**GOAL**
How many of the lines below contain the string "outline"? Tally them and reply with only the number.

--------------------

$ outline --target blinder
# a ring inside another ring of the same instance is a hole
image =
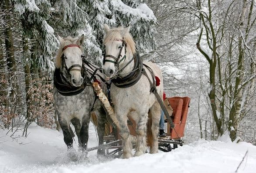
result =
[[[116,58],[116,57],[110,55],[110,54],[107,54],[106,55],[106,53],[105,53],[105,50],[104,50],[104,52],[103,52],[103,64],[105,64],[105,62],[111,62],[112,63],[114,63],[115,64],[115,65],[117,67],[117,68],[118,68],[119,66],[119,63],[121,62],[123,60],[125,60],[125,59],[126,58],[126,47],[127,47],[127,44],[126,43],[126,42],[125,42],[125,41],[124,41],[124,40],[123,39],[115,39],[114,40],[115,41],[121,41],[122,42],[122,47],[121,47],[121,49],[120,49],[120,51],[119,51],[119,54],[118,54],[118,56],[117,57],[117,58]],[[122,55],[121,54],[122,53],[122,51],[123,51],[123,47],[124,47],[124,56],[123,56],[123,58],[122,58],[120,60],[119,60],[120,58],[122,57]],[[114,59],[115,61],[113,61],[113,60],[108,60],[108,59],[106,59],[106,58],[107,57],[109,57],[109,58],[111,58],[113,59]]]
[[[83,57],[82,56],[81,56],[81,58],[82,59]],[[72,65],[71,66],[70,66],[69,67],[69,68],[68,68],[68,67],[67,66],[67,65],[66,64],[66,61],[65,61],[65,59],[67,59],[67,57],[65,56],[65,55],[64,54],[62,54],[62,56],[61,56],[61,59],[62,59],[62,66],[63,67],[64,67],[65,68],[65,69],[66,69],[66,70],[67,71],[67,72],[68,72],[68,75],[71,75],[70,73],[69,73],[69,72],[72,69],[72,68],[75,67],[79,67],[80,68],[81,68],[81,74],[83,74],[83,71],[82,71],[83,70],[83,68],[82,68],[82,67],[81,66],[81,65],[79,64],[75,64],[74,65]]]

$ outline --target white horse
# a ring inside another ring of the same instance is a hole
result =
[[[127,124],[128,117],[137,123],[135,156],[141,155],[147,150],[148,114],[152,122],[149,127],[151,132],[148,129],[147,132],[150,153],[157,152],[160,106],[151,92],[152,84],[156,83],[152,71],[160,81],[156,87],[158,94],[162,96],[163,93],[161,70],[155,64],[150,62],[144,62],[142,64],[137,52],[135,43],[129,33],[130,28],[129,27],[110,29],[105,24],[106,35],[103,43],[106,48],[103,73],[113,79],[111,98],[120,126],[123,158],[132,156],[132,138]]]
[[[99,145],[103,143],[106,112],[91,86],[92,79],[101,80],[96,75],[92,77],[96,66],[89,66],[83,60],[81,48],[84,35],[79,38],[59,37],[58,39],[60,46],[54,74],[55,106],[63,132],[64,142],[68,147],[68,156],[71,159],[76,160],[78,157],[73,148],[74,135],[69,126],[70,122],[75,127],[79,149],[86,153],[91,114],[94,112],[97,116]],[[106,92],[106,86],[102,83]],[[105,150],[99,149],[98,154],[104,155]]]

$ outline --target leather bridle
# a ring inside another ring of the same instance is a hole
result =
[[[67,45],[66,46],[65,46],[62,48],[62,51],[63,51],[67,48],[69,47],[79,47],[79,48],[80,48],[80,46],[79,45],[78,45],[78,44],[68,44],[68,45]],[[67,65],[66,64],[66,61],[65,61],[65,59],[67,59],[67,57],[65,56],[65,55],[64,54],[62,54],[62,56],[61,56],[61,59],[62,59],[62,66],[63,67],[64,67],[64,68],[65,68],[65,69],[67,71],[67,72],[68,72],[68,74],[69,75],[71,75],[70,74],[70,73],[69,73],[69,72],[72,69],[72,68],[73,68],[75,67],[80,67],[80,69],[81,69],[81,74],[82,74],[82,71],[83,70],[83,68],[82,68],[82,66],[81,65],[79,64],[75,64],[72,65],[71,66],[70,66],[69,67],[69,68],[68,68],[68,67],[67,66]]]
[[[122,47],[120,49],[120,51],[119,51],[119,54],[118,54],[118,56],[117,58],[115,57],[114,56],[112,55],[111,54],[107,54],[104,56],[103,60],[103,64],[104,64],[106,62],[109,62],[112,63],[114,63],[115,64],[115,66],[116,68],[119,68],[119,64],[122,62],[123,61],[125,61],[126,59],[126,47],[127,44],[126,41],[123,39],[115,39],[114,40],[115,41],[122,41]],[[124,55],[123,57],[121,59],[120,58],[122,57],[122,51],[123,51],[123,49],[124,47]],[[113,61],[111,60],[106,59],[106,58],[109,57],[112,58],[113,58],[115,60],[115,61]]]

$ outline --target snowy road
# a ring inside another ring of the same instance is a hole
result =
[[[201,140],[167,153],[127,159],[99,160],[93,151],[75,163],[66,157],[62,135],[56,130],[32,126],[26,139],[10,138],[1,130],[0,173],[234,173],[247,150],[238,172],[256,172],[256,146],[246,142]],[[92,126],[89,130],[89,146],[95,146]]]

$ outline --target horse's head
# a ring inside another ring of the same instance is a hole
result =
[[[130,29],[130,26],[110,29],[107,25],[104,25],[106,35],[103,42],[105,56],[103,71],[108,77],[116,75],[119,69],[124,66],[135,53],[135,43],[129,33]]]
[[[58,36],[61,46],[56,58],[56,66],[60,68],[64,77],[71,84],[79,87],[83,83],[82,52],[80,49],[84,35],[79,38]]]

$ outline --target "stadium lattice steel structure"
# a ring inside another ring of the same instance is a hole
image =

--------------------

**WORKED SOLUTION**
6